Reproduce, letter for letter, the part of the model kit post that opens with the words containing "Really, there's not" and closes with "designed and constructed.".

TEXT BLOCK
----------
Really, there's not much I can say except to detail the paint job, and you'll be wanting your own colors for that. I'll detail what I did, and hopefully you'll find something useful in it. Offhand, I don't remember anything about the build itself that was problematic, or suggestions about doing any one thing before another. Others will chime in and help if there's anything.

A few things first - forgive my typing. It accounts for most of the endless revisions and edits to my posts, and still errors slip by.

Second, how much of a novice? Myself, I'm a figure modeler primarily. Build the occasional car or vehicle for fun, but nowehere near the level of the guys who are good at it. They could tell you a lot more in general. I just got lucky here that the wood turned out to be a good choice (and took care of most of the interior) and the kit is so well designed and constructed. 

I don't want to insult you by telling tou what you alredy know, but I'm gonna hit the basics anyway.

Do you know about Bare Metal Foil? Future Floor Polish in model building? Dry-brushing? Primer?

Third - get that kit out and start trying to screw in that fin! Most of us found the holes not tapped deeply enough, and had to either deepen them by constant screwing/unscrewing with great pressure (a reckless move, it threatens to destroy the clear canopy if your hand slips!!) or by saying "screw it" and gluing it instead with two part epoxy cement.
----------
LISTED RECORDS

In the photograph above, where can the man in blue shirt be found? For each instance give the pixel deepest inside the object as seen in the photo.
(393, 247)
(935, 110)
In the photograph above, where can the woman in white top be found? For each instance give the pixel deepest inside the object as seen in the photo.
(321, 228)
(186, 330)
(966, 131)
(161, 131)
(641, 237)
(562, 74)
----------
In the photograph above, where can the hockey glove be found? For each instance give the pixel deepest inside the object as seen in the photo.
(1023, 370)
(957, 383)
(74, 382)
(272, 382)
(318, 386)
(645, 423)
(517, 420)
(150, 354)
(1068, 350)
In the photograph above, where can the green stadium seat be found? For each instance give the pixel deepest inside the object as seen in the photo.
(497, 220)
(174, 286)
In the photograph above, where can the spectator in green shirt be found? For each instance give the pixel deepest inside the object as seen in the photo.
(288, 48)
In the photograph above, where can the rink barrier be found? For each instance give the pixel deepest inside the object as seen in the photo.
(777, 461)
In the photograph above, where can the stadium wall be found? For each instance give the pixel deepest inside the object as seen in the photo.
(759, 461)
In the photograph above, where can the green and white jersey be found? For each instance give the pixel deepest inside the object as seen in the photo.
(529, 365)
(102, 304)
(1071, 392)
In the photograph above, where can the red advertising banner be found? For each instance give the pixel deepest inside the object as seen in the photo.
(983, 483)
----------
RIGHT ANSWER
Really, there's not much I can say except to detail the paint job, and you'll be wanting your own colors for that. I'll detail what I did, and hopefully you'll find something useful in it. Offhand, I don't remember anything about the build itself that was problematic, or suggestions about doing any one thing before another. Others will chime in and help if there's anything.

A few things first - forgive my typing. It accounts for most of the endless revisions and edits to my posts, and still errors slip by.

Second, how much of a novice? Myself, I'm a figure modeler primarily. Build the occasional car or vehicle for fun, but nowehere near the level of the guys who are good at it. They could tell you a lot more in general. I just got lucky here that the wood turned out to be a good choice (and took care of most of the interior) and the kit is so well designed and constructed.